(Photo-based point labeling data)
-- -- --

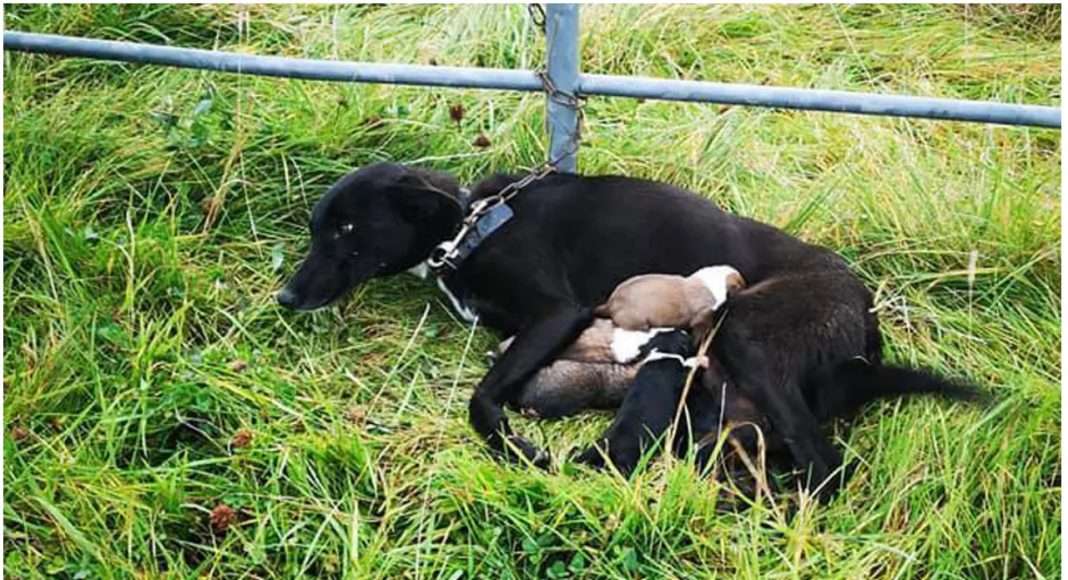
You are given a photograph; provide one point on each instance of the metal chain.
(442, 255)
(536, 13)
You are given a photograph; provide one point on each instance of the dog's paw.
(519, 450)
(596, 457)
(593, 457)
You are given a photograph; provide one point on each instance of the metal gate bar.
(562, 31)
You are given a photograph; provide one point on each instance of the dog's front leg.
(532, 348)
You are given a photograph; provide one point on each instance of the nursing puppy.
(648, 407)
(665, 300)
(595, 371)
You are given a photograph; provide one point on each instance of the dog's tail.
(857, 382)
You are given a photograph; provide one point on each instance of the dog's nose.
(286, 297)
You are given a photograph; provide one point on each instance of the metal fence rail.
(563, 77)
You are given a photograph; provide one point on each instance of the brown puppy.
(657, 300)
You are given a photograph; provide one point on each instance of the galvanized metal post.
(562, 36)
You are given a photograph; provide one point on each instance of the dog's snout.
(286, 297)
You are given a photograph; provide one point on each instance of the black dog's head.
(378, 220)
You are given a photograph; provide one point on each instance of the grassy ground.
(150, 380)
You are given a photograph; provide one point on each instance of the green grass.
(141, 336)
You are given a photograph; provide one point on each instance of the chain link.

-- -- --

[Exercise goal] Return every line of the data above word for word, leaving out the pictures.

[Answer]
You are given a photograph; provide one point on each instance of the metal chain.
(442, 255)
(536, 13)
You are given a photograph; provide one point on each instance of the dog's paw.
(519, 450)
(596, 457)
(593, 457)
You are given a photograph; provide one point on each instance of the metal gate bar.
(562, 31)
You are given a photograph; provide one point on each instance of the dog's front leg.
(532, 348)
You are given a photograph; provide one point on each instance of the nursing puppy.
(648, 407)
(665, 300)
(595, 371)
You are given a photograph; provide one point on each instance of the dog's tail.
(857, 382)
You are given a photograph; provide one point on each instance of the dog's nose.
(286, 297)
You are given a photograph; provide one point on each instance of the metal fence rail.
(563, 77)
You are given a photograph; provide one point on each instance of the brown puppy.
(657, 300)
You are given a photograph; provide one point on each instance of the galvanized metal post.
(562, 36)
You are given a photograph; provide one point on each instance of the dog's snout.
(286, 297)
You are given a photograph; provide one point on each instance of the black dog's head.
(378, 220)
You are given a photograph; provide one point on each instance of the grassy ground.
(150, 380)
You are given a photograph; provide one point on each instance of the green grass.
(141, 336)
You are given a photograph; provide one point on each instance of the chain link.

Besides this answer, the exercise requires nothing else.